── GIVEN RECORDS
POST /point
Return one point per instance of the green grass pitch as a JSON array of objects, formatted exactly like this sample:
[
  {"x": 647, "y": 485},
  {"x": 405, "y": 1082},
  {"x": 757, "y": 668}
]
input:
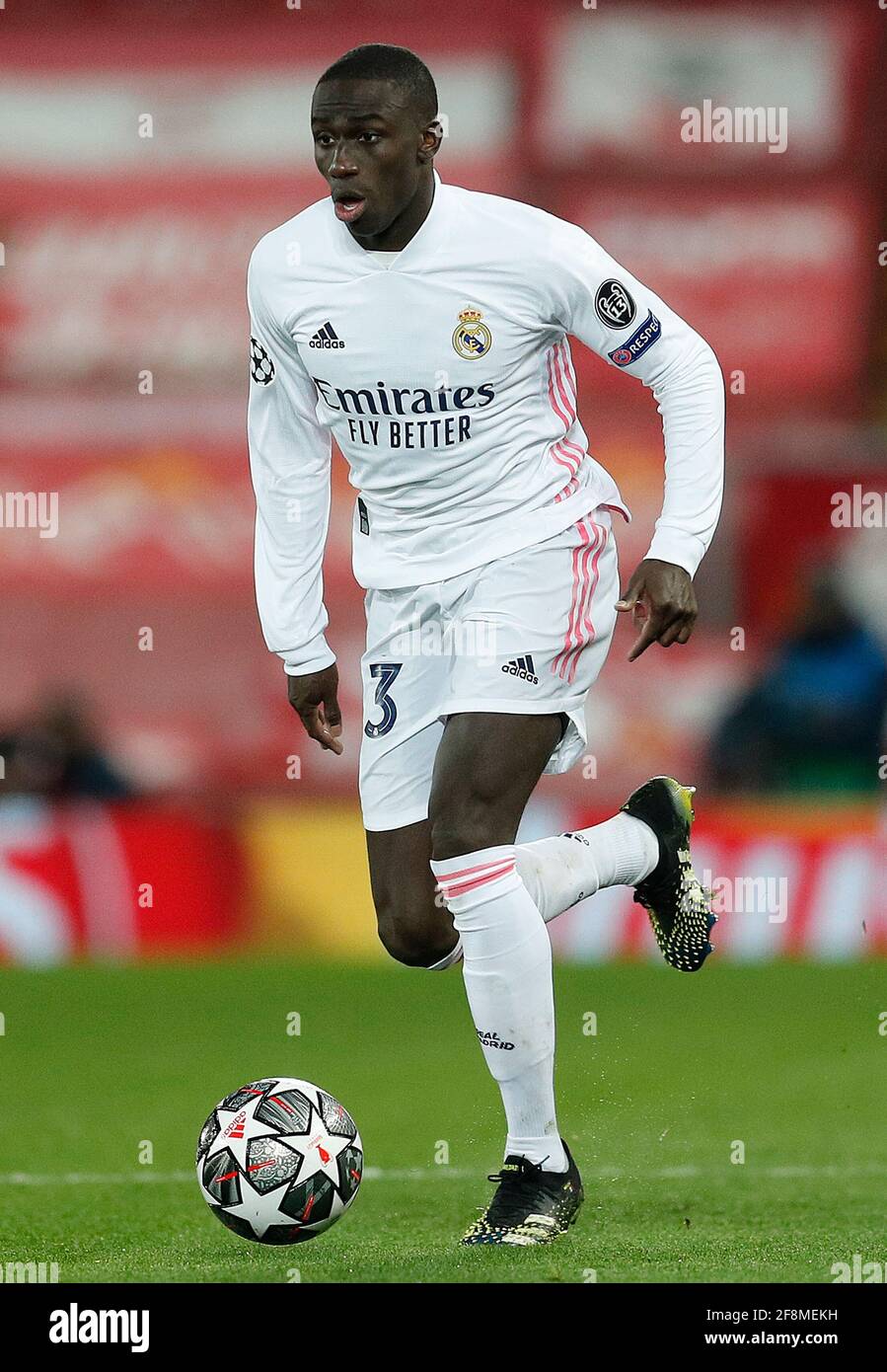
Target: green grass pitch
[{"x": 784, "y": 1059}]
────
TASK TO COMPLETE: Turn the rows above into a numbered list with one line per item, skipping any blank lines and omitting the pictures.

REPLY:
1. POST /point
2. Return one point per instance of the green grass pitch as a JSON array of objects, formatted exactly like this sample:
3. [
4.   {"x": 647, "y": 485},
5.   {"x": 405, "y": 1082},
6.   {"x": 757, "y": 668}
7. ]
8. input:
9. Target: green grass pitch
10. [{"x": 784, "y": 1059}]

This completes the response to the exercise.